=== DATA EXTRACTS ===
☆ ☆ ☆ ☆
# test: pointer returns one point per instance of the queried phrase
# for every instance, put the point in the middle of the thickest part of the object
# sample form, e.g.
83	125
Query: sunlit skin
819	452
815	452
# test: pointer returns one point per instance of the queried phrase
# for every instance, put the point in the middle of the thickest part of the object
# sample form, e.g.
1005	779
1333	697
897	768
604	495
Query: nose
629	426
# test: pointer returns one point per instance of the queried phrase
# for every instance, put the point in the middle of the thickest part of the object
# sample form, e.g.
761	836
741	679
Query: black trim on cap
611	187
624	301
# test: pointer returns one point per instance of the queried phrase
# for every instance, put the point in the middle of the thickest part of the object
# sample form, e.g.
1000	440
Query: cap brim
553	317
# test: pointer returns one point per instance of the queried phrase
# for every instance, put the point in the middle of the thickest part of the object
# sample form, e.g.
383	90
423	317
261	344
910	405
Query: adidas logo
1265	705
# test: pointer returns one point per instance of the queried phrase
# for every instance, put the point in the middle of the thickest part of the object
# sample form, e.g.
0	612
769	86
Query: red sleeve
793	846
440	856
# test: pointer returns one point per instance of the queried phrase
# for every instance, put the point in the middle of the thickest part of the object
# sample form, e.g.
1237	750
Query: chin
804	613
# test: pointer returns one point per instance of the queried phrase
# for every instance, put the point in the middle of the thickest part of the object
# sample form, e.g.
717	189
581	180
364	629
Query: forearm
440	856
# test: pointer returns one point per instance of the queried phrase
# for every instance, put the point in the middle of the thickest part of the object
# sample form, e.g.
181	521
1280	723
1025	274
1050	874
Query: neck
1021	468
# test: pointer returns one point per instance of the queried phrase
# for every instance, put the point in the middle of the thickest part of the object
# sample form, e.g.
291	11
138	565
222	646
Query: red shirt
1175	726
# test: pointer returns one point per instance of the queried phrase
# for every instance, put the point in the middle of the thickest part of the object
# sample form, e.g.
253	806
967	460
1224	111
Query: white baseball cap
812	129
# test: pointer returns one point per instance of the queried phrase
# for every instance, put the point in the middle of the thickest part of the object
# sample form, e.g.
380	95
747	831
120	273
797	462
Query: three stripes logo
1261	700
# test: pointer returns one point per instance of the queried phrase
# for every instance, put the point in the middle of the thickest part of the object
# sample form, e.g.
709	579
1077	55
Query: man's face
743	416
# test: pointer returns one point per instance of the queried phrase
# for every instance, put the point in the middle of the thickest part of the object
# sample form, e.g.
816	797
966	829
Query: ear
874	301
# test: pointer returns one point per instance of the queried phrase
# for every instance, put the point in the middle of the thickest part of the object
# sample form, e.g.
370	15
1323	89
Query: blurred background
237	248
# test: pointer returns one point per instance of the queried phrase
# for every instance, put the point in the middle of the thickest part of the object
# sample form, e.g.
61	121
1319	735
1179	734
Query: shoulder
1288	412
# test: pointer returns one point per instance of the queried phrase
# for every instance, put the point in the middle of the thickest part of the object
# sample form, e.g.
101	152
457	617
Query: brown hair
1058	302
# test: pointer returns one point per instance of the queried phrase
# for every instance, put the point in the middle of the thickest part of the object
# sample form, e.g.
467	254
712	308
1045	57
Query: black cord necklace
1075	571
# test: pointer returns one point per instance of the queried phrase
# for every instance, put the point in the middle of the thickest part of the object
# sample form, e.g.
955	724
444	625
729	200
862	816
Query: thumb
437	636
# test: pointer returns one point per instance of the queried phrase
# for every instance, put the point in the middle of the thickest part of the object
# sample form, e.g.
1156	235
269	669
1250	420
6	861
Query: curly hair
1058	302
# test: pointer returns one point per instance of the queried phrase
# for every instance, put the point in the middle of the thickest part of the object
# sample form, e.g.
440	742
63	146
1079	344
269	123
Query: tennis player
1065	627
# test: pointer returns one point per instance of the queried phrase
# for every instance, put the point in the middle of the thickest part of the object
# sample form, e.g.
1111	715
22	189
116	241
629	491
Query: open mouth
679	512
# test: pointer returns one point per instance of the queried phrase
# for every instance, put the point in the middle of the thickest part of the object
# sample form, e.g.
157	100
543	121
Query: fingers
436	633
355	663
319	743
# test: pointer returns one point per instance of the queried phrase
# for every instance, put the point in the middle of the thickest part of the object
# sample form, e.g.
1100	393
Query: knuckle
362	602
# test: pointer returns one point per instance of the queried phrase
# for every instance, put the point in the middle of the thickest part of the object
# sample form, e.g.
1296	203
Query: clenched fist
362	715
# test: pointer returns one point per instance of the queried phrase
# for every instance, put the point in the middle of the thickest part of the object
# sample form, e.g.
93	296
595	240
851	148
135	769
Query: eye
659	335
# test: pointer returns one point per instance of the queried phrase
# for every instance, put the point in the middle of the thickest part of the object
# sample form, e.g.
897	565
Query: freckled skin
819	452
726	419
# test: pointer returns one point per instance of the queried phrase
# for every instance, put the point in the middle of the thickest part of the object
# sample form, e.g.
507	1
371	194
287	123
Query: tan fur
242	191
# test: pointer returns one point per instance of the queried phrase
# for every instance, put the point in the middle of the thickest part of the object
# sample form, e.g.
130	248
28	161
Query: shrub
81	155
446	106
☆ ☆ ☆ ☆
=== WHAT YOU ARE ASKED TO DO ===
Write out every entry word for word.

=== SOLUTION TO THIS PROBLEM ===
# test: pointer returns one point per instance of the queried phrase
# for every instance, put the point in the middle of the thickest part of the object
# sample form, e.g.
83	125
Query: sunlit skin
819	452
815	452
# test: pointer returns one point per instance of the queried phrase
# for every instance, put the point in the middle of the thickest part of the object
# sample form, e.g.
1005	779
1333	697
897	768
604	495
Query: nose
629	426
# test: pointer returns one point per instance of the queried phrase
# for every instance, put the point in the middle of the thickest part of the object
# sample form, e.g.
761	836
741	679
Query: black trim on cap
611	187
624	301
# test: pointer returns one point per instance of the queried phrase
# for every instance, put the point in the middle of the thickest part of the object
# sample form, e.g.
1000	440
Query: cap brim
553	317
# test: pointer returns one point per instance of the queried phrase
# for every instance, put the point in the middle of the thickest part of the object
# sample form, e.g.
383	90
423	317
261	344
910	405
Query: adidas logo
1265	705
# test: pointer returns one point per instance of the queried phrase
# for every instance, put the point in the middle of the thickest part of the object
# sample form, e.g.
0	612
769	86
Query: red sleeve
793	846
440	856
# test: pointer returns one point per instance of the queried phrase
# for every instance, put the point in the middle of the thickest part of the object
# sample form, e.g.
1237	750
Query: chin
804	613
# test: pointer returns one point per instance of the queried phrase
# for every instance, put the point in the middle of the thickest part of the object
# sample form, e.g.
717	189
581	180
364	629
Query: forearm
440	856
# test: pointer returns one point per instance of the queried phrase
# for every instance, put the point in the middle of the thickest part of the object
# sample form, e.g.
181	521
1280	723
1025	274
1050	874
Query: neck
1021	468
# test: pointer returns one point per instance of the queried phrase
# for every instance, put the point in the middle of the thickest part of the object
# sample form, e.g.
291	11
138	565
222	646
Query: red shirt
1175	726
# test: pointer returns one point per instance of the queried phrase
# for every instance, put the point in the middle of the thickest part of the object
# sample form, e.g.
253	806
967	460
1224	111
Query: white baseball cap
812	129
# test: pointer returns one point per instance of the queried phrase
# for every instance, put the point in the middle of the thickest part of the object
# sample form, e.g.
380	95
747	831
120	273
797	462
Query: three stripes logo
1261	700
# test: pointer returns one point per instance of the queried phrase
# for every instance, put the point in the middle of the thickest part of the object
# sample form, e.g.
709	579
1077	55
Query: man's face
743	416
# test: pointer returns one point per instance of the queried phrase
# for every instance, put the point in the middle of the thickest part of the object
# sample form, e.g.
816	797
966	829
Query: ear
874	301
# test: pointer returns one point per instance of the queried phrase
# for every instance, put the point in the middle of the thickest part of the object
# sample form, e.g.
370	15
1323	89
Query: blurred background
237	248
# test: pointer returns one point per instance of the queried phrase
# for every instance, put the point in the middle of the thickest part of the object
# sample form, e.g.
61	121
1319	735
1179	734
Query: shoulder
1288	412
# test: pointer returns one point per instance of the queried phrase
# for every instance, put the point in the middle of the thickest part of the object
# sample form, e.g.
101	152
457	617
Query: brown hair
1058	302
# test: pointer returns one point per instance of the queried phrase
# for every instance, put the point in the middle of the thickest part of the object
# sample form, e.g.
467	254
712	308
1045	57
Query: black cord necklace
1075	571
# test: pointer returns one point per instance of the queried phrase
# for every instance, put the point in the middle of the thickest part of the object
# sample form, e.g.
955	724
444	625
729	200
862	816
Query: thumb
437	636
# test: pointer returns one point per instance of the queried phrase
# for every instance, put the point in the middle of the thickest part of the object
# sample form, e.g.
1156	235
269	669
1250	420
6	861
Query: curly hair
1058	302
# test: pointer returns one point per instance of the queried phrase
# for every instance, put the point in the middle of the thickest part of the object
# sample form, e.g.
440	742
63	146
1079	344
269	123
Query: tennis player
1065	627
# test: pointer returns one point per instance of the queried phrase
# for every instance, put the point in the middle of the thickest part of the object
# sample form, e.g.
1111	715
22	189
116	241
629	491
Query: open mouth
679	512
# test: pointer returns one point per instance of the queried phrase
# for every instance, put the point in the middle of the thickest part of the object
# sample form, e.g.
157	100
543	121
Query: fingers
436	633
355	663
319	743
# test: pointer returns one point per instance of the queried phrase
# for every instance, put the point in the middle of the thickest part of the object
# sample form, e.g.
1100	393
Query: knuckle
362	602
# test: pointer returns one point per instance of the queried phrase
# for every instance, put the point in the middle of the thickest part of the object
# sample form, e.g.
1296	203
Query: clenched fist
362	715
# test: pointer returns one point per instance of the queried phrase
# for every instance, put the point in the middle of the thickest part of the object
# sample form, e.g.
93	296
595	240
851	148
135	769
Query: eye
659	335
# test: pointer returns one point per instance of the queried phrase
# for every instance, put the point in the middle of the thickest part of the object
# sample form, e.g.
897	565
Query: freckled skin
819	452
726	419
# test: pointer returns one point per instance of the queried phrase
# for every instance, put the point in the middle of the thickest part of the object
# sample form, e.g.
507	1
371	194
287	123
Query: tan fur
242	191
# test: pointer returns one point per instance of the queried phrase
# for every instance, put the point in the middle of the thickest part of the object
# sample form, e.g.
130	248
28	161
Query: shrub
81	155
446	106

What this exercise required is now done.